**Task instructions:** Restate word for word the lines of the records below, starting at the line that contains "Query: groom" and ending at the line that contains "column 251, row 473", with both of those lines included and nothing else.

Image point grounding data
━━━━━━

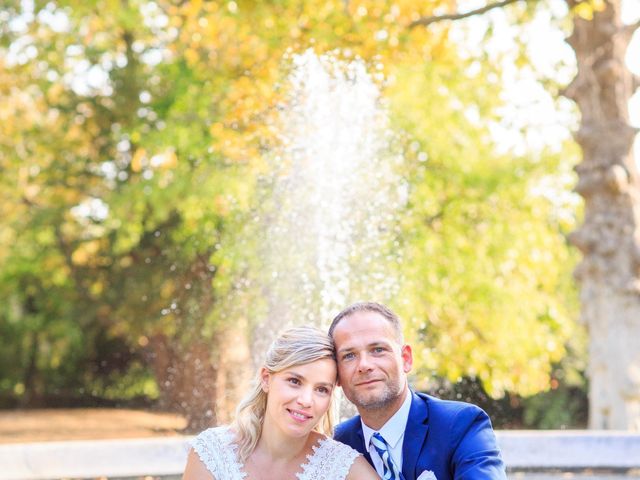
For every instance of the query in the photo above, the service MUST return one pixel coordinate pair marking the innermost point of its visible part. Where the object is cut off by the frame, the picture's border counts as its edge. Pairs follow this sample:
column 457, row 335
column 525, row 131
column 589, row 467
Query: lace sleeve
column 217, row 452
column 330, row 460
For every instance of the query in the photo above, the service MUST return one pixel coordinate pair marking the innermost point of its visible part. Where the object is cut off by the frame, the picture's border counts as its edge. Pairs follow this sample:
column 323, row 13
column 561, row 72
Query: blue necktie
column 390, row 472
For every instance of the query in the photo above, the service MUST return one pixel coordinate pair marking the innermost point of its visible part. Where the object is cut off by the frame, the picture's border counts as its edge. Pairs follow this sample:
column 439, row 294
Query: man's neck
column 375, row 418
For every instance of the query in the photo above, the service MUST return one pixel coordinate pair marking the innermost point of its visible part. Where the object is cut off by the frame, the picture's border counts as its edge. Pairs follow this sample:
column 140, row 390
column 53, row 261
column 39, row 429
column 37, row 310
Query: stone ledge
column 570, row 449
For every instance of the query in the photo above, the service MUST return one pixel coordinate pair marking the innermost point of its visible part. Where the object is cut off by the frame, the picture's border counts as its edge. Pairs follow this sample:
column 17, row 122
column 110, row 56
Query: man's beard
column 375, row 401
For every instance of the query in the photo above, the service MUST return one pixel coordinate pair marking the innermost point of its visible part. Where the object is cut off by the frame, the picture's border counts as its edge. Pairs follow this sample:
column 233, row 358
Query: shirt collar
column 393, row 430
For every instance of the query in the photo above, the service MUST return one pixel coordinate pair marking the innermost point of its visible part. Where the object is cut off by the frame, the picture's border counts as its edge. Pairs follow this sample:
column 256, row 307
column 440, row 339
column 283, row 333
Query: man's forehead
column 367, row 325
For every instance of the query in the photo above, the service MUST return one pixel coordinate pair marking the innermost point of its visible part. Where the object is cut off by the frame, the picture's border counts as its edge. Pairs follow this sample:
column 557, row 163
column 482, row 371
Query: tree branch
column 424, row 21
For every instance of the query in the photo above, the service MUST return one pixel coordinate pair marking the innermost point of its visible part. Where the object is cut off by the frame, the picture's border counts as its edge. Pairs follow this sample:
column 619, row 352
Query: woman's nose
column 304, row 398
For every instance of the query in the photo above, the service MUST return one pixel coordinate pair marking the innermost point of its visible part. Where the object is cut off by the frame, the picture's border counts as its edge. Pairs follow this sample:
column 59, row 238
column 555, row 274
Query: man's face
column 372, row 365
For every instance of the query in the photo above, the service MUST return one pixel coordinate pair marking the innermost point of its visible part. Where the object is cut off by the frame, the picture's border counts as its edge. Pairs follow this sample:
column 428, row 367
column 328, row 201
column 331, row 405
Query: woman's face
column 299, row 396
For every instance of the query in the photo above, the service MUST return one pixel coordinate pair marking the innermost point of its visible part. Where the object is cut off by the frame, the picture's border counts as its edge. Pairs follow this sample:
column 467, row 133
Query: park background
column 141, row 148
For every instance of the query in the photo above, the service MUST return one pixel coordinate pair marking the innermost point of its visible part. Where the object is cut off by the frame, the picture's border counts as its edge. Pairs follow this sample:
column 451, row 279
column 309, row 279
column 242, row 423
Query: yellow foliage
column 85, row 253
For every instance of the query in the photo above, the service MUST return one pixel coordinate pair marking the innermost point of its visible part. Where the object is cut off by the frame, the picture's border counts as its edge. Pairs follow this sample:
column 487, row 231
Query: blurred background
column 173, row 191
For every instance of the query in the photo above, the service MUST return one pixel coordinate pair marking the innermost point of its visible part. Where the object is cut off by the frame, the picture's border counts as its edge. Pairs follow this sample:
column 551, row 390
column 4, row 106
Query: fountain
column 326, row 218
column 325, row 234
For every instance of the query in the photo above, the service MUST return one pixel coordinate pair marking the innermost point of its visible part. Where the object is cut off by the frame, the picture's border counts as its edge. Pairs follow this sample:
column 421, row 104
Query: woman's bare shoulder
column 195, row 469
column 361, row 470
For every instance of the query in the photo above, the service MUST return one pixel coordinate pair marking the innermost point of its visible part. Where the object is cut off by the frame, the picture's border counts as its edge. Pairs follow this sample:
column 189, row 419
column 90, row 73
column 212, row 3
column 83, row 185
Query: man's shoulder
column 447, row 411
column 449, row 406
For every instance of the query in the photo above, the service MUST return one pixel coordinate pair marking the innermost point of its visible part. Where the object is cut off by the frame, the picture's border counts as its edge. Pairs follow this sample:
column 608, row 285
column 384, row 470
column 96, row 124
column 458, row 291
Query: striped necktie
column 390, row 472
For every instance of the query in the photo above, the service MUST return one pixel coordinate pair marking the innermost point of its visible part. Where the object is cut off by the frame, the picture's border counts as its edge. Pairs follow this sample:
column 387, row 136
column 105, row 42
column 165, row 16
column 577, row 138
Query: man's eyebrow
column 369, row 345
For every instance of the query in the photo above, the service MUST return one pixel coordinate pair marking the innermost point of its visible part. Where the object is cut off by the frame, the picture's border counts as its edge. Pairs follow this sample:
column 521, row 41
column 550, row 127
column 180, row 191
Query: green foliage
column 122, row 198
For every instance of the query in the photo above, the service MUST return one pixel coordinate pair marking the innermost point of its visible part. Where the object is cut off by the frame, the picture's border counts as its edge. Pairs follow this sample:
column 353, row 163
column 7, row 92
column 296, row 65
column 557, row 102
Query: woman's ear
column 265, row 378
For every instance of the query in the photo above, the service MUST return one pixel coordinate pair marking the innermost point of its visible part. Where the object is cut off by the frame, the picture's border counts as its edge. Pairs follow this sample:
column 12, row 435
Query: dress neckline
column 303, row 468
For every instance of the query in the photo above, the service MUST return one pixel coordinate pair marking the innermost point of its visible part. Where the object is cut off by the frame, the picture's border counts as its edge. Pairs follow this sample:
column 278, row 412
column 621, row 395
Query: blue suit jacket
column 454, row 440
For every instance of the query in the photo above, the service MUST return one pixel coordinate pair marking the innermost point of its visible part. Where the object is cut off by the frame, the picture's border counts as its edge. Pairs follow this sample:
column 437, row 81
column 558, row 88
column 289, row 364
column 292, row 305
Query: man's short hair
column 370, row 307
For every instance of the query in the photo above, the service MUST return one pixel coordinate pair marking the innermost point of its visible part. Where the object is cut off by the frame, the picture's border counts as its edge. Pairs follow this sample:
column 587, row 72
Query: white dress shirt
column 393, row 434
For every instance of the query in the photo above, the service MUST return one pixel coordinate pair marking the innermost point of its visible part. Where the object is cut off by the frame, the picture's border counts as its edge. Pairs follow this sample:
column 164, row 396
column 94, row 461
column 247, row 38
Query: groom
column 403, row 434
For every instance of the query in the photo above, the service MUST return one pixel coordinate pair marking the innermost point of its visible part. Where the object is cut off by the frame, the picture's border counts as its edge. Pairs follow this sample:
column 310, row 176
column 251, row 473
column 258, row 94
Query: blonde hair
column 295, row 346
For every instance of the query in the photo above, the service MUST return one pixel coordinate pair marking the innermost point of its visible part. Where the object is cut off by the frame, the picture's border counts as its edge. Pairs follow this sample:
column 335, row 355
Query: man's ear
column 407, row 358
column 265, row 378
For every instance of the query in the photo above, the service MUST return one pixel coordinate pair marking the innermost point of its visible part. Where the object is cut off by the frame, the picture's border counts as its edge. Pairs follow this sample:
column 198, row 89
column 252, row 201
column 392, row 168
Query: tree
column 609, row 238
column 138, row 130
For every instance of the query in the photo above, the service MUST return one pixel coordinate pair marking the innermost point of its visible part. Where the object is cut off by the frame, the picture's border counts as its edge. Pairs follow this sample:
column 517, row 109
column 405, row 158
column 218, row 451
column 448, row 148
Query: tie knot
column 379, row 442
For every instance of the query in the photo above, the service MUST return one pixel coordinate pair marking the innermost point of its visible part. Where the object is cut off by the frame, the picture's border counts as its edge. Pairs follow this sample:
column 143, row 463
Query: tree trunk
column 610, row 235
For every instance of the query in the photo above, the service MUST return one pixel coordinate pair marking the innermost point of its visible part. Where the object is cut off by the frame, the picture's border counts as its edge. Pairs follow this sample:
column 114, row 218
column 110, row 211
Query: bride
column 280, row 426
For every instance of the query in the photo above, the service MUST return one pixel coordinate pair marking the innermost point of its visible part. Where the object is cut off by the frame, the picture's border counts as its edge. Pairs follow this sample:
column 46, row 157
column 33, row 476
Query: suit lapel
column 360, row 446
column 414, row 435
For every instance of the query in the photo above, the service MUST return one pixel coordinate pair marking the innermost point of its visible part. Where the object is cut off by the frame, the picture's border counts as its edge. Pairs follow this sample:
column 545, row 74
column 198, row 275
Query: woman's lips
column 298, row 416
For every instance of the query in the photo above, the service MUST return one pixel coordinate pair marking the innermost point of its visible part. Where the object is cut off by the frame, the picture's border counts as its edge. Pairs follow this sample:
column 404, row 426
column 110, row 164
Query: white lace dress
column 330, row 460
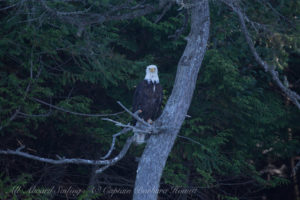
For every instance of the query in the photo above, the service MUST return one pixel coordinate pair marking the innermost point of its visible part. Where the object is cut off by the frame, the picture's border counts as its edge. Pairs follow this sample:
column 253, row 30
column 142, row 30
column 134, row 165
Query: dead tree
column 159, row 146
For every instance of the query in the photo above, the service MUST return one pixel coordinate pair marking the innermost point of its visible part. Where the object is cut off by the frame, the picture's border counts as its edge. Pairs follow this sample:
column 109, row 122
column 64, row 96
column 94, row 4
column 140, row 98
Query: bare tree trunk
column 159, row 146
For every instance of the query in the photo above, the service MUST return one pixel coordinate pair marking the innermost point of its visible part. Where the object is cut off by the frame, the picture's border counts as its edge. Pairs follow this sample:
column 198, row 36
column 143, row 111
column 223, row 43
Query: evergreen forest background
column 241, row 140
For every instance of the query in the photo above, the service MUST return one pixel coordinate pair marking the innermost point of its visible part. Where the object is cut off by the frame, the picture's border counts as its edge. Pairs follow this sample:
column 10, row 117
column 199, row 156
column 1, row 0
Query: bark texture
column 159, row 146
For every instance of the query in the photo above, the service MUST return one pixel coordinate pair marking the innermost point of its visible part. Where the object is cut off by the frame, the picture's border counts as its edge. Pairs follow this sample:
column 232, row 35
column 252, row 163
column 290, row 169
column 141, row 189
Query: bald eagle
column 147, row 100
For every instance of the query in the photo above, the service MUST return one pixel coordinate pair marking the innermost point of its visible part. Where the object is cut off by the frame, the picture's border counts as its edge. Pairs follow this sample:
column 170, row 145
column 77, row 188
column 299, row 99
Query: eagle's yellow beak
column 152, row 69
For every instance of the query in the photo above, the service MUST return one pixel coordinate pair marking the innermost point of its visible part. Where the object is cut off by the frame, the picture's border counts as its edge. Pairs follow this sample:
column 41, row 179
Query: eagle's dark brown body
column 148, row 98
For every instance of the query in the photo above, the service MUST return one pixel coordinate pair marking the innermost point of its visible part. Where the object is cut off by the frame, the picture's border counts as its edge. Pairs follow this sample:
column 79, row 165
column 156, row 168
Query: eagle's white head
column 152, row 74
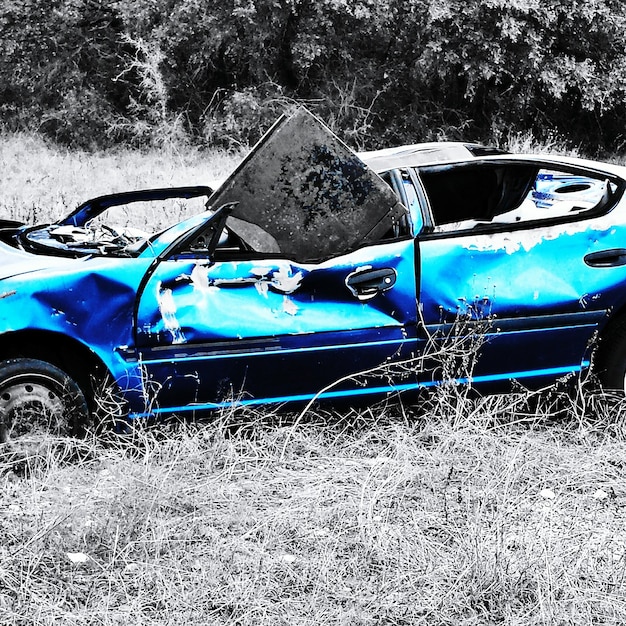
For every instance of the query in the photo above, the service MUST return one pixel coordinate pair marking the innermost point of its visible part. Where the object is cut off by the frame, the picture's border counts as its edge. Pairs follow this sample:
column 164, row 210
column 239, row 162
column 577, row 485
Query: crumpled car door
column 317, row 294
column 275, row 330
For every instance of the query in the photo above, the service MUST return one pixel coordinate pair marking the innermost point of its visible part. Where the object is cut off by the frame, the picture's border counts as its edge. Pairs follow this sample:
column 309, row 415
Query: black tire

━━━━━━

**Task response:**
Query: groom
column 403, row 434
For every instance of the query in the photo above, the service MUST return one pixel coordinate pair marking the innermost point of its visible part. Where the object is cut off by the frame, the picture's border counts as its edge. Pairs follow this sample:
column 310, row 176
column 251, row 473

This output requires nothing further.